INSTRUCTIONS TO FOLLOW: Set down, unchanged, the lines below that run from the line containing "query: the noun phrase to segment: black" up to and including the line containing "Trace the outline of every instance of the black".

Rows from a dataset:
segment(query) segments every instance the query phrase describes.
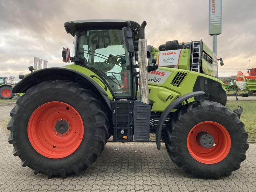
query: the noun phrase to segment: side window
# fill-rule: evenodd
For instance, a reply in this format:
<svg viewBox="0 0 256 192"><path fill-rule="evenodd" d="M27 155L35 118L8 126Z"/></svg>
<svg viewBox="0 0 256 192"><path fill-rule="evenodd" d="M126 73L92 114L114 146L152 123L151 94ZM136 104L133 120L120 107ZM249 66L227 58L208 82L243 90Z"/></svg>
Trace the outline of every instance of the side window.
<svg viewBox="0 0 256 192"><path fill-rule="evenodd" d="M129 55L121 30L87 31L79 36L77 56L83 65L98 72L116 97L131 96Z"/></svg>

...

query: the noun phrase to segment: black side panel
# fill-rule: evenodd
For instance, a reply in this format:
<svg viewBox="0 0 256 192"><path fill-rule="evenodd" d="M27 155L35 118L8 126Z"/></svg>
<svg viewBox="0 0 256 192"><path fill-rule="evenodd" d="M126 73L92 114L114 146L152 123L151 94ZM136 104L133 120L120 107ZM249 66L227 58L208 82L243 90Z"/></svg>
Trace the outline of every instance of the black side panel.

==

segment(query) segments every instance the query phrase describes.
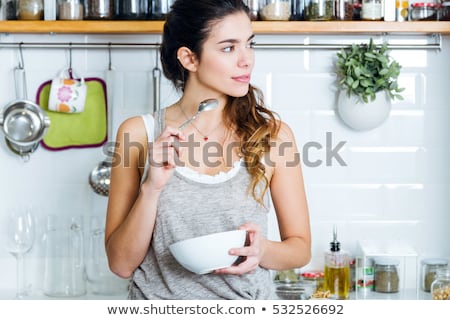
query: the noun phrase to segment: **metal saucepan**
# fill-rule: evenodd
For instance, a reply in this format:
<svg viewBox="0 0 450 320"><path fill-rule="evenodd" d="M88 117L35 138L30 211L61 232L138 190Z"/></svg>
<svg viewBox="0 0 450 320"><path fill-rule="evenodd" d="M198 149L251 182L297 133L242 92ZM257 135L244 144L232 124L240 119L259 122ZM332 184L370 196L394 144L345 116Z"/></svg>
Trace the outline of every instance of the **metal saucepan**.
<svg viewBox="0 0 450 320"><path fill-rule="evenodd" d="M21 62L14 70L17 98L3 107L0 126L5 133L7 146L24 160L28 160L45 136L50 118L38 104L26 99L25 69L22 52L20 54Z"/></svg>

ANSWER TO THIS EXERCISE:
query: the noun phrase to segment: black side panel
# fill-rule: evenodd
For instance, a reply in this format:
<svg viewBox="0 0 256 192"><path fill-rule="evenodd" d="M27 155L35 118L8 126Z"/></svg>
<svg viewBox="0 0 256 192"><path fill-rule="evenodd" d="M126 73L92 114L114 146L152 123L151 94ZM136 104L133 120L120 107ZM249 66L227 58L208 82L243 90Z"/></svg>
Trace the outline of every instance of the black side panel.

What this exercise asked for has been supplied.